◆ **Records for processing**

........

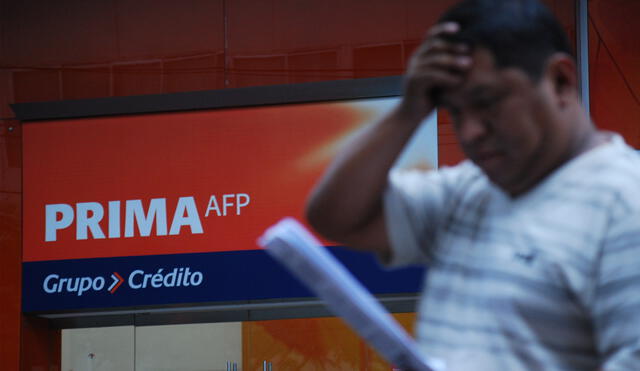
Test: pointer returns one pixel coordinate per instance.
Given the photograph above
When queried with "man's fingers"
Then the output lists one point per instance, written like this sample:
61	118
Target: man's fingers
445	62
441	46
443	28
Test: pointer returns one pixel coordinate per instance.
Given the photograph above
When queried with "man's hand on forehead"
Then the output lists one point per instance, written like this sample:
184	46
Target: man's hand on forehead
438	65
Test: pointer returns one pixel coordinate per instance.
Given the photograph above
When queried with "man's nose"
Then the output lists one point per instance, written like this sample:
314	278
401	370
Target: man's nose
471	129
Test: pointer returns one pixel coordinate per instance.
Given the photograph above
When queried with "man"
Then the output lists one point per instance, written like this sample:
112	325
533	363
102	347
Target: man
533	244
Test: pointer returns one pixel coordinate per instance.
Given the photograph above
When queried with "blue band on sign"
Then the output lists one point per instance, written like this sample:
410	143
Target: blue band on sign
158	280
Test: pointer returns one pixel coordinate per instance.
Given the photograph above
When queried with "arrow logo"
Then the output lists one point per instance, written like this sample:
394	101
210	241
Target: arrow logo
117	281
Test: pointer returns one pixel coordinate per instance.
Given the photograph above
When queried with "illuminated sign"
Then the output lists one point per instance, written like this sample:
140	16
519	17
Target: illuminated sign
166	207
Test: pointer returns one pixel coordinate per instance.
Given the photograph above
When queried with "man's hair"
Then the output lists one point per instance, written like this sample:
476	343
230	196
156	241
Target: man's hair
519	33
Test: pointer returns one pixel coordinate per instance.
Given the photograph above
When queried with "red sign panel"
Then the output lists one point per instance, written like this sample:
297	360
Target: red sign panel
174	183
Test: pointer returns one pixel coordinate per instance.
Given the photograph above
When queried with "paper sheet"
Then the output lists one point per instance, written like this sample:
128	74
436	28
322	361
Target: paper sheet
293	246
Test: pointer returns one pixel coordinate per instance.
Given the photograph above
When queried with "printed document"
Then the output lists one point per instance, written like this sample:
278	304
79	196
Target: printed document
292	245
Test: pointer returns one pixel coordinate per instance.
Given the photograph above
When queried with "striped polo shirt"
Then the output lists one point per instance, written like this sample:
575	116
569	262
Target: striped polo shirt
549	280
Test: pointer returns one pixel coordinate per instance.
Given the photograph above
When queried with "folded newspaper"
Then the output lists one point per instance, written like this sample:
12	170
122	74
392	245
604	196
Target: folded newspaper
293	246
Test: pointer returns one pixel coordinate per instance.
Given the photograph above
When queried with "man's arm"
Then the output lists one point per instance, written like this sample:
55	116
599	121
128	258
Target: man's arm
617	304
346	205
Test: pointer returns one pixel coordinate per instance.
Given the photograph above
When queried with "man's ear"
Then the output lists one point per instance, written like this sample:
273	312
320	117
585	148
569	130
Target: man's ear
561	73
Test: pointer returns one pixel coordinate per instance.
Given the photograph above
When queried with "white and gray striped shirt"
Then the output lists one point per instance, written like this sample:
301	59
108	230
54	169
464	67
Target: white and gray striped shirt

........

◆ **What is expected**
The expected output is the full material above, word for word, without pictures.

◆ **Response below**
Test: pointer returns one pixel coordinate per instance.
Given the photograph above
When queried with "man's fingers"
Then the output lists one point per instance, written like this sample:
61	118
Target: man's fingers
445	62
441	46
443	28
Test: pointer returns one pixel coordinate per instance.
Given the photograph above
When queried with "man's hand on forehead"
Then the output lists one point per instance, written like this sample:
184	46
Target: man's hand on forehead
438	65
Test: pointer returns one pixel coordinate per instance.
Given the photograph above
When queried with "man's nose"
Then the output lists one point per instance, written like this sample:
314	278
401	370
Target: man's nose
471	129
Test: pointer returns one pixel coordinate per instance.
Given the photograph above
When queried with "man"
Then the output lists one point per instance, written like this sample:
112	325
533	363
102	347
Target: man
533	244
Test: pointer returns one pixel coordinate per instance.
Given the photograph above
When queried with "blue band on sign"
Then the output lists one point per instance, written like this sample:
410	143
Target: blue band on sign
158	280
Test: pointer returns one pixel coordinate per instance.
Given the photograph above
When queried with "arrow logo"
Then the output lists one point per instance, written like this sample:
394	101
210	241
Target: arrow logo
117	281
Test: pointer returns one pixel coordinate per instance.
Given the photograph above
When queried with "illuminated sign"
Then the output lists one point per instance, written like this sample:
140	16
519	17
Target: illuminated sign
166	207
Test: pointer returns one pixel coordinate per instance.
Given the photograph above
When queried with "man's hair"
Then the output lists one point per instance, written like this sample:
476	343
230	196
156	241
Target: man's hair
519	33
Test: pointer returns one pixel coordinate per instance.
Given the photograph above
When queried with "red sign panel"
Then the output lists one point per instance, written like this sample:
297	360
Target: red sign panel
174	183
Test: pointer returns one pixel coordinate per instance.
Given the photograph above
When queried with "paper sheet"
Then the output lists one point per instance, written like this sample:
128	74
436	28
322	361
Target: paper sheet
293	246
Test: pointer returns one pixel coordinate per instance.
Given the photograph above
When queried with "printed document"
Then the output lists one point per instance, written like this sample:
278	304
79	196
Target: printed document
292	245
Test: pointer returns one pixel coordinate per instance.
Given the photograph above
When queried with "striped polo shirt"
Then the output lists one point per instance, written like this sample:
575	116
569	262
Target: striped polo shirt
549	280
Test: pointer returns one pixel coordinate per instance.
Given the photograph above
When queried with "folded newspaper"
Then the output lists one point per instance, written like this sample:
12	170
122	74
392	245
604	196
Target: folded newspaper
293	246
Test: pointer returns one pixel coordinate per instance.
Given the photograph above
When queried with "man's arm"
Then the output lists one point per instance, written like this sample:
55	116
599	121
128	258
Target: man's arm
617	304
346	205
Test: pointer returns one pixel coordinate per instance.
Given the photograph above
When queried with "man's ear"
Then the output lists one point per instance, written like this sample:
273	312
320	117
585	148
569	130
Target: man's ear
561	73
Test: pointer returns one pixel coordinate per instance.
Given the photograph above
When queried with "white and gray striped shirt"
Then the output lists one point per instance, written like this sample:
301	59
108	230
54	169
464	67
Target: white and gray striped shirt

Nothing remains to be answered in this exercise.